PROVIDED PASSAGE =>
*** Begin section ***
There are those in some parts of my organization who say these core principles are not strict enough and should be stricter. Others say we are stating the obvious, so why even bother?

We bother because these core principles have allowed a dialogue across countries, sites, and cultures. As an example, we require an ethical review process at each institution where animal work is done on behalf of GSK. There are many parts of the world where an ethical review process is not the norm. We are asking for that to be in place. The 3Rs are part of the discussion before animal research happens. Some principles are self-evident such as food and water and there needs to be some common sense applied to implementing them.

Now that we have put together these principles we are audited to make sure we are complying with them by internal auditors who have little knowledge about animal research. They will ask us to prove how we meet the principles. So now we are working through the next level.
*** End section ***
PROBLEM 1 =>
Reproduce word for word the part of the passage on GSK's animal research principles starting at "We bother because" and ending at "the next level.".
PROBLEM 2 =>
In the passage on GSK's animal research principles, what does GSK require at each institution where animal work is done on its behalf?

[Dataset entries]
*** Begin section ***
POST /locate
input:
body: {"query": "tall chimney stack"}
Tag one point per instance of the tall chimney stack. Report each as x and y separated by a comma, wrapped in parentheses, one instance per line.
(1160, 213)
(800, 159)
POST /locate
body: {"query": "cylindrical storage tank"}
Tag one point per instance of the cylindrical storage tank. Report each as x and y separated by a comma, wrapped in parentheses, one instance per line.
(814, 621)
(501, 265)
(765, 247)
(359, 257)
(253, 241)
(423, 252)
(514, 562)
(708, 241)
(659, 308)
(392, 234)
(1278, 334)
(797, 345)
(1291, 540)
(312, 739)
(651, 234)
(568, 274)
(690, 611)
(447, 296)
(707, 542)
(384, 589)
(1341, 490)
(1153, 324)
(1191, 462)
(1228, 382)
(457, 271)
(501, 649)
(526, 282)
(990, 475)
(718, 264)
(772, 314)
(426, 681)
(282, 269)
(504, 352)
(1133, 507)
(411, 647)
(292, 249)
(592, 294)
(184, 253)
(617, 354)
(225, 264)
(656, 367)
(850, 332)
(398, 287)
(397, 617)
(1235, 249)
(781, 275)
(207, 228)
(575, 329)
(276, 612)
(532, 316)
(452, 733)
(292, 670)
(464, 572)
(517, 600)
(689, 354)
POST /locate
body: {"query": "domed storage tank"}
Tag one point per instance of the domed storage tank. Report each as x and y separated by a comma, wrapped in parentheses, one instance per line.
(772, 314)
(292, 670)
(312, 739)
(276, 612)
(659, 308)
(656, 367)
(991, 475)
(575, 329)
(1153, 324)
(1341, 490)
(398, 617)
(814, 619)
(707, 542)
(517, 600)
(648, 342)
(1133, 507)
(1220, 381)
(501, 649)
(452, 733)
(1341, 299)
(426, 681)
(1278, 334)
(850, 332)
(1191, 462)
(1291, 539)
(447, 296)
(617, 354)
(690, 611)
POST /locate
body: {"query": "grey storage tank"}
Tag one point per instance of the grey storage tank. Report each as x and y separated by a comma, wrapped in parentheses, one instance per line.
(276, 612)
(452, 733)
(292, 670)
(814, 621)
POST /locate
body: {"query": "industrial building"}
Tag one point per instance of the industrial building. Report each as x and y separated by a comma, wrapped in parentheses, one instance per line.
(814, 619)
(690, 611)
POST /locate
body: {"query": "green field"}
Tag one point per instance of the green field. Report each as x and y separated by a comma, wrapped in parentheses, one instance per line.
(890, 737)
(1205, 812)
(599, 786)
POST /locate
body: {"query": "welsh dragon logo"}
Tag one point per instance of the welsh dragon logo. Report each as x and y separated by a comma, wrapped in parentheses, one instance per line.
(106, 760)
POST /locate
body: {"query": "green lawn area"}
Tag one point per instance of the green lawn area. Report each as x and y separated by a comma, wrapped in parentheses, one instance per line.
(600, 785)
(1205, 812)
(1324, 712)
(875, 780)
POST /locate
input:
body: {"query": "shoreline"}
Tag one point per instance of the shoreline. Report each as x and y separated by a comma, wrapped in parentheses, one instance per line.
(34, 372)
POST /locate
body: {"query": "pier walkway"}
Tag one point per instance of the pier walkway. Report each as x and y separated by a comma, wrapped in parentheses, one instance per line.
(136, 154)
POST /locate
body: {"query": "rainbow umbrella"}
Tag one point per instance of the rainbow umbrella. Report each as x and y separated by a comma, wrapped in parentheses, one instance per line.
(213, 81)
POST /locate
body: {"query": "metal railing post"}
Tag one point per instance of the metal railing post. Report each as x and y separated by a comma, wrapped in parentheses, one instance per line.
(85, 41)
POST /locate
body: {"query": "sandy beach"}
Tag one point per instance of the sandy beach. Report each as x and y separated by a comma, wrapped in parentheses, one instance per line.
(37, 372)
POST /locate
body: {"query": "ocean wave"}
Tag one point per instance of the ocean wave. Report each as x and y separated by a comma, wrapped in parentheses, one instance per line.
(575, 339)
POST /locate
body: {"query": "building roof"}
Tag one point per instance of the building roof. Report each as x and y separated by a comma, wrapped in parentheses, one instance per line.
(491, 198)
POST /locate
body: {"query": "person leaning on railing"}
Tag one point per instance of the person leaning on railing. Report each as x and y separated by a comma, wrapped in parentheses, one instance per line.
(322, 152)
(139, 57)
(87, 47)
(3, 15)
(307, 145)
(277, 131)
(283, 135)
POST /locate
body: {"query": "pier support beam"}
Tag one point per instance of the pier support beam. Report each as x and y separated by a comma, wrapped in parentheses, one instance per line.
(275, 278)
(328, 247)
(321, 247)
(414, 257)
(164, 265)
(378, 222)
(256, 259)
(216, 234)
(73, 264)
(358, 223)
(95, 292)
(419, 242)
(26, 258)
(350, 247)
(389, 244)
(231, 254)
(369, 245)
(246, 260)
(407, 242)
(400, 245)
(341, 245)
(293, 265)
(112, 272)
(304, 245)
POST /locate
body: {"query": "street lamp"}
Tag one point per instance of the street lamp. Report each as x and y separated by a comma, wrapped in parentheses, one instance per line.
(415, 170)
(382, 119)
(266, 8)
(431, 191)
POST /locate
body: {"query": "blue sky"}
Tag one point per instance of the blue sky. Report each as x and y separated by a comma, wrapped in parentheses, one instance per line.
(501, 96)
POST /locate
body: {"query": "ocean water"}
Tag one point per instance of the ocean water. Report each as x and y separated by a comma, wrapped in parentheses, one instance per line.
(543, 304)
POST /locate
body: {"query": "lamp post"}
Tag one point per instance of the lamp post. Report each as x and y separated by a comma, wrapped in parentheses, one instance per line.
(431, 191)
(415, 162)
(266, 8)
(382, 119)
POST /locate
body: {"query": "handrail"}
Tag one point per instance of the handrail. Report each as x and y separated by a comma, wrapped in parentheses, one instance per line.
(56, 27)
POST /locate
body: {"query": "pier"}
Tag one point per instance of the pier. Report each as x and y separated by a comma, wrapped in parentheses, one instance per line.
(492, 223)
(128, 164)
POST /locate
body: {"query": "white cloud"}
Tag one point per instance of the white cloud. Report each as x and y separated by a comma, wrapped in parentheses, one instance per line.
*** End section ***
RESULT 1 =>
We bother because these core principles have allowed a dialogue across countries, sites, and cultures. As an example, we require an ethical review process at each institution where animal work is done on behalf of GSK. There are many parts of the world where an ethical review process is not the norm. We are asking for that to be in place. The 3Rs are part of the discussion before animal research happens. Some principles are self-evident such as food and water and there needs to be some common sense applied to implementing them.

Now that we have put together these principles we are audited to make sure we are complying with them by internal auditors who have little knowledge about animal research. They will ask us to prove how we meet the principles. So now we are working through the next level.

RESULT 2 =>
An ethical review process.